Referring expression data
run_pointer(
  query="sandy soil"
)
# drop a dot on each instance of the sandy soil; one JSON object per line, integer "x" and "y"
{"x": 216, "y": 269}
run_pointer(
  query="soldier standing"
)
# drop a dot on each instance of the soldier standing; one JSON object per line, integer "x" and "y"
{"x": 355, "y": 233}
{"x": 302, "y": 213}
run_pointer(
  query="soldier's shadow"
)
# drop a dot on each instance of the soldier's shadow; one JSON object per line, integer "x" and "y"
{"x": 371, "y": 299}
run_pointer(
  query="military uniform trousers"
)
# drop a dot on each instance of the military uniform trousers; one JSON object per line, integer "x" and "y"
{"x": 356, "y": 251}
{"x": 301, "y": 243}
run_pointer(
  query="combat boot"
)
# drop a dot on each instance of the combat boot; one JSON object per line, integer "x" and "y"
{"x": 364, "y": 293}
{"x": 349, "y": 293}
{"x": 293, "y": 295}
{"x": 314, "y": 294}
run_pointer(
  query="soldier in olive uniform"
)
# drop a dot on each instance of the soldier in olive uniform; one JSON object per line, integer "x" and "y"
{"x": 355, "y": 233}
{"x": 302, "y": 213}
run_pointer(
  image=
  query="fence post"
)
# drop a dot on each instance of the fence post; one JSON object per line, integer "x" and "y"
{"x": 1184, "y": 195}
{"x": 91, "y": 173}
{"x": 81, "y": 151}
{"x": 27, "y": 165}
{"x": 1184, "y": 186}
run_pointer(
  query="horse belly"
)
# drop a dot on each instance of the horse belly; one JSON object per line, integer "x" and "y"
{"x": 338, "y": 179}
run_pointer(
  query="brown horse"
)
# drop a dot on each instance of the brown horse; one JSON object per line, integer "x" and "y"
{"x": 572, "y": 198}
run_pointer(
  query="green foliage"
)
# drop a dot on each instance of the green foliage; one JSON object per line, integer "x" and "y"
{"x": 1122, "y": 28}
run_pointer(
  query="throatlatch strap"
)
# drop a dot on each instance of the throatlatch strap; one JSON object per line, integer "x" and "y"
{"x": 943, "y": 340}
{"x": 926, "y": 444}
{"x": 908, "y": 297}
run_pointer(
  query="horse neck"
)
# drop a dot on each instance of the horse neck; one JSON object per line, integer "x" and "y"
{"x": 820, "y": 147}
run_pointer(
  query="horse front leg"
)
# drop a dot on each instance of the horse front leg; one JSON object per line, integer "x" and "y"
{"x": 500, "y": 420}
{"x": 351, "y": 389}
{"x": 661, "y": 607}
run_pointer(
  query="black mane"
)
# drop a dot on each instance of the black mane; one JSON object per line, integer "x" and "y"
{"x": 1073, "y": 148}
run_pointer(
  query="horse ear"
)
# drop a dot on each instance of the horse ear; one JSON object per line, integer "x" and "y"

What needs to be done: Would you repeat all of the data above, word for word?

Response:
run_pointer(
  query="sandy soil"
)
# drop a dot on each instance of the sandy soil; one JSON object per line, integer "x" and "y"
{"x": 216, "y": 269}
run_pointer(
  query="soldier standing"
)
# drop a dot on each instance of the soldier standing; one JSON object per line, integer "x" and "y"
{"x": 355, "y": 233}
{"x": 302, "y": 213}
run_pointer(
  query="soldier's shadow"
)
# drop a dot on each instance of the soldier's shadow; one JSON object per line, integer "x" and "y"
{"x": 371, "y": 299}
run_pointer(
  query="military uniform trousers"
)
# drop a dot on each instance of the military uniform trousers; one JSON object per line, integer "x" and "y"
{"x": 356, "y": 251}
{"x": 301, "y": 243}
run_pointer(
  query="combat boot"
)
# drop a dot on each instance of the combat boot; one JSON object per line, integer "x" and "y"
{"x": 364, "y": 293}
{"x": 349, "y": 293}
{"x": 293, "y": 295}
{"x": 314, "y": 294}
run_pointer(
  query="soldier in olive uniform"
)
# drop a dot on each instance of the soldier in olive uniform; one JSON object per line, integer "x" and "y"
{"x": 355, "y": 233}
{"x": 302, "y": 213}
run_pointer(
  image=
  query="fence post"
)
# drop a dot on each instance of the fence post; one JSON object per line, integer "x" and "y"
{"x": 1184, "y": 195}
{"x": 91, "y": 173}
{"x": 81, "y": 151}
{"x": 27, "y": 165}
{"x": 1184, "y": 186}
run_pointer(
  query="horse belly"
)
# drop a dot on each instance of the horse belly; one JSON object per line, integer "x" and "y"
{"x": 338, "y": 179}
run_pointer(
  query="brown horse"
)
# drop a dot on each instance of the brown horse; one JSON object per line, integer "x" and "y"
{"x": 572, "y": 198}
run_pointer(
  query="green foliage"
)
# drop a dot on each instance of the green foliage; one JSON object per line, integer "x" and "y"
{"x": 1122, "y": 28}
run_pointer(
  query="throatlatch strap"
)
# drop a dot on each instance of the throatlatch strap; one JSON object per line, integer "x" and "y"
{"x": 943, "y": 340}
{"x": 926, "y": 444}
{"x": 908, "y": 297}
run_pointer(
  query="horse neck"
)
# drop a dot on each instance of the horse neck; one JSON object per line, integer "x" and "y"
{"x": 820, "y": 147}
run_pointer(
  query="horse front leg"
)
# drop a dot on each instance of the horse front leg; one JSON object per line, integer "x" and "y"
{"x": 500, "y": 420}
{"x": 351, "y": 389}
{"x": 661, "y": 607}
run_pointer(
  query="black mane"
)
# drop a dot on each instance of the black mane; one JSON object per line, integer "x" and "y"
{"x": 1073, "y": 148}
run_pointer(
  query="horse ear"
)
# drop a dot on each instance of the horse ear; one JSON object per line, integer "x" and "y"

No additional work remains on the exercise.